Bones & All
- Author: Camille DeAngelis
- Language: English
- Genre: Coming of age; Horror fiction;
- Publisher: St. Martin's Press
- Publication date: 2015
- Publication place: United States
- Media type: Print (hardback & paperback)
- Pages: 304
- ISBN: 9781250046505
- OCLC: 904604643

= Bones & All (novel) =

Book by Camille DeAngelis

Bones & All is a coming of age horror novel written by Camille DeAngelis, first published in 2015 and later adapted into a feature-length film by the same title in 2022. The book revolves around Maren, an adolescent female cannibal who tries to make a life for herself in rural America in the late 1990s, despite her urges to eat human flesh.

According to the book's acknowledgements section, DeAngelis had just committed to a vegan diet prior to releasing Bones & All, and the book raises various points about the morality associated with killing other living things for food.

==Plot==

In 1998, sixteen-year-old Maren Yearly, a teenager from the United States, wakes up to discover that her mother, Janelle, has left her. Before leaving, Janelle pens a short note expressing her love for Maren but admitting she "can't do this anymore". Although devastated, Maren comprehends her mother's decision. She reveals that she is an "eater", a compulsive cannibal.

As a baby, Maren killed and partially consumed her babysitter, Penny Wilson. Initially, Janelle struggles to believe her daughter is responsible, but the truth becomes clear when eight-year-old Maren devours a boy named Luke Vanderwall at summer camp. Luke's death triggers a pattern in which Janelle repeatedly relocates to shield Maren from the repercussions of her actions. Except for Penny, all of Maren's victims are boys who are drawn to her beauty and get too close. On one occasion, Maren eats the child of Janelle's coworker at a Christmas party, forcing Janelle to leave her job at a lucrative law firm in despair.

Janelle leaves Maren some cash and her birth certificate, which reveals her father's name: Francis Yearly. Maren assumes her mother intended for her to find Francis in Sandhorn, Minnesota, but she chooses to search for Janelle first, longing for closure and answers about her mother's love. Using the money, she buys a bus ticket and heads to her maternal grandparents' house in Edgartown, Pennsylvania. Peering through a window, she spots Janelle crying. Realizing the immense burden her condition has placed on her mother, Maren decides to leave without making contact.

Alone in Edgartown, Maren is briefly sheltered by an elderly woman named Lydia Harmon, who offers to teach her knitting. However, Mrs. Harmon dies in her sleep before fulfilling this promise. Maren stays in the woman's cozy home until she encounters Sully, an older "eater", devouring Mrs. Harmon's corpse. Startled to learn there are others like her, Maren listens as Sully explains that many eaters exist, often living on the margins of society. Unlike Maren, Sully only consumes the recently deceased, a surprising revelation given Maren's inability to control her urges. After Sully departs, Maren continues her journey, suspecting her father may also be an eater.

## Recorded data
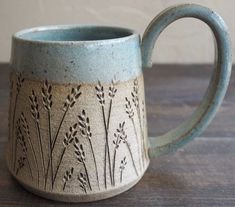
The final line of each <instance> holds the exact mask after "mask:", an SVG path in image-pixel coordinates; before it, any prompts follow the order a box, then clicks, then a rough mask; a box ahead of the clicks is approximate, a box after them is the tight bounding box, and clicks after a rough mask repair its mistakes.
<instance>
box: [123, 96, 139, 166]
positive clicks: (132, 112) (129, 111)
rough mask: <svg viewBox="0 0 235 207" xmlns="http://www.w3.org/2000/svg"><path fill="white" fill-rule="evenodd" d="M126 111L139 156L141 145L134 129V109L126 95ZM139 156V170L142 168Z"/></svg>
mask: <svg viewBox="0 0 235 207" xmlns="http://www.w3.org/2000/svg"><path fill="white" fill-rule="evenodd" d="M125 99H126V104H125V106H126V113H127V115H128V118H129V119H130V120H131V123H132V126H133V128H134V132H135V139H136V144H137V148H138V154H139V156H141V149H140V148H141V145H140V143H139V139H138V134H137V130H136V126H135V122H134V114H135V113H134V110H133V107H132V104H131V102H130V100H129V99H128V98H127V97H126V98H125ZM141 161H142V160H141V157H140V158H139V166H140V170H141V168H142V163H141Z"/></svg>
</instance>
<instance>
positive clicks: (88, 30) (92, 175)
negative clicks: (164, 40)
mask: <svg viewBox="0 0 235 207" xmlns="http://www.w3.org/2000/svg"><path fill="white" fill-rule="evenodd" d="M183 17H194V18H197V19H200V20H202V21H204V22H205V23H206V24H208V25H209V27H210V28H211V30H212V31H213V33H214V36H215V39H216V43H217V54H216V55H217V61H216V67H215V70H214V72H213V75H212V78H211V81H210V85H209V87H208V90H207V92H206V94H205V96H204V99H203V100H202V102H201V103H200V105H199V106H198V108H197V109H196V111H195V112H194V113H193V114H192V116H191V117H190V118H189V119H188V120H186V121H185V122H184V123H182V124H181V125H180V126H179V127H177V128H176V129H173V130H171V131H170V132H168V133H166V134H165V135H163V136H160V137H156V138H149V139H148V136H147V123H146V111H145V98H144V82H143V73H142V70H143V68H146V67H150V66H151V54H152V50H153V47H154V43H155V41H156V39H157V38H158V36H159V35H160V33H161V32H162V31H163V30H164V29H165V28H166V27H167V26H168V25H169V24H170V23H172V22H173V21H175V20H177V19H180V18H183ZM230 73H231V42H230V38H229V34H228V31H227V27H226V25H225V23H224V21H223V20H222V18H221V17H220V16H219V15H218V14H216V13H215V12H213V11H211V10H210V9H208V8H205V7H202V6H198V5H194V4H185V5H178V6H173V7H171V8H168V9H166V10H165V11H163V12H162V13H160V14H159V15H158V16H156V17H155V18H154V19H153V21H152V22H151V23H150V25H149V26H148V28H147V29H146V31H145V33H144V35H143V38H142V41H140V37H139V35H138V34H137V33H135V32H134V31H132V30H129V29H124V28H118V27H104V26H74V25H67V26H49V27H39V28H32V29H28V30H23V31H20V32H18V33H16V34H15V35H14V36H13V43H12V56H11V77H10V80H11V86H10V87H11V92H10V109H9V112H10V115H9V143H8V153H7V163H8V167H9V170H10V172H11V174H12V175H13V176H14V177H15V178H16V180H17V181H18V182H20V183H21V184H22V185H23V186H24V187H25V188H27V189H29V190H30V191H32V192H34V193H35V194H38V195H41V196H43V197H46V198H50V199H53V200H59V201H67V202H87V201H94V200H100V199H104V198H108V197H111V196H114V195H117V194H119V193H121V192H123V191H126V190H127V189H129V188H131V187H132V186H133V185H135V184H136V183H137V182H138V181H139V180H140V179H141V177H142V176H143V174H144V172H145V171H146V168H147V167H148V165H149V157H150V158H151V157H155V156H159V155H161V154H164V153H168V152H171V151H173V150H174V149H176V148H178V147H180V146H182V145H183V144H185V143H186V142H188V141H189V140H191V139H192V138H194V137H196V136H198V135H199V134H200V133H201V132H202V131H203V130H204V129H205V128H206V127H207V126H208V124H209V123H210V121H211V120H212V118H213V117H214V115H215V113H216V111H217V109H218V107H219V106H220V105H221V102H222V100H223V98H224V95H225V92H226V89H227V86H228V83H229V77H230ZM148 141H149V142H148Z"/></svg>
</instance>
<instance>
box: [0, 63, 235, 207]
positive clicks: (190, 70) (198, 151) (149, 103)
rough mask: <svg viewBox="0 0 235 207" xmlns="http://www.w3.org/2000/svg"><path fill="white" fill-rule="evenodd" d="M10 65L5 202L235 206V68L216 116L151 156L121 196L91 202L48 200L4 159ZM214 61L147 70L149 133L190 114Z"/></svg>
mask: <svg viewBox="0 0 235 207" xmlns="http://www.w3.org/2000/svg"><path fill="white" fill-rule="evenodd" d="M7 67H8V65H7V64H0V97H1V101H0V117H1V122H0V142H1V145H0V163H1V165H0V207H6V206H22V207H23V206H24V207H28V206H34V207H36V206H43V207H48V206H120V207H124V206H133V207H134V206H190V207H193V206H235V74H233V75H232V80H231V83H230V87H229V90H228V93H227V96H226V99H225V101H224V103H223V106H222V107H221V109H220V111H219V113H218V114H217V116H216V118H215V119H214V121H213V122H212V124H211V125H210V126H209V128H208V129H207V130H206V131H205V132H204V134H203V135H202V137H199V138H197V139H195V140H194V141H192V142H191V143H189V144H187V145H186V146H184V147H183V148H181V149H180V150H178V151H177V152H176V153H175V154H170V155H165V156H162V157H159V158H157V159H154V160H152V162H151V164H150V166H149V168H148V170H147V172H146V174H145V176H144V177H143V179H142V180H141V181H140V182H139V183H138V184H137V185H136V186H135V187H134V188H132V189H131V190H129V191H128V192H125V193H123V194H122V195H119V196H118V197H115V198H111V199H107V200H104V201H99V202H94V203H90V204H66V203H59V202H54V201H50V200H46V199H43V198H40V197H38V196H35V195H33V194H31V193H28V192H27V191H25V190H24V189H23V188H22V187H21V186H20V185H18V184H17V183H16V182H15V181H14V180H13V179H12V178H11V176H10V174H9V173H8V171H7V168H6V164H5V156H4V150H5V148H6V140H7V111H8V92H9V90H8V69H7ZM210 72H211V67H210V66H205V65H201V66H200V65H197V66H195V65H191V66H173V65H172V66H171V65H157V66H154V69H153V70H148V71H145V83H146V103H147V106H148V110H147V112H148V121H149V122H148V126H149V134H150V135H154V134H158V135H159V134H162V133H164V132H166V131H167V130H169V129H171V128H172V127H175V126H176V125H177V124H179V123H180V122H181V121H182V120H184V119H185V118H186V117H188V116H189V115H190V114H191V113H192V111H193V109H194V108H195V106H196V105H197V104H198V103H199V101H200V100H201V98H202V96H203V92H204V91H205V89H206V86H207V85H208V80H209V77H210Z"/></svg>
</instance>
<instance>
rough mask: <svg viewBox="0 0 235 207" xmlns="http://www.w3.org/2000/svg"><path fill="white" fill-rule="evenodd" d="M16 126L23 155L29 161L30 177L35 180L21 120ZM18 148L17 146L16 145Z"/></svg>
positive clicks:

## Task details
Decide whether each statement agrees with the Bones & All article, giving yes or no and quoting the words that settle it: (a) Before leaving, Maren's mother writes her a note. (b) Maren travels to Edgartown by train. (c) Lydia Harmon teaches Maren to knit. The entries were taken from a different source than the Bones & All article.

## Final answer
(a) Yes: "Before leaving, Janelle pens a short note expressing her love for Maren but admitting she "can't do this anymore"."
(b) No: "she buys a bus ticket and heads to her maternal grandparents' house in Edgartown, Pennsylvania."
(c) No: "Mrs. Harmon dies in her sleep before fulfilling this promise."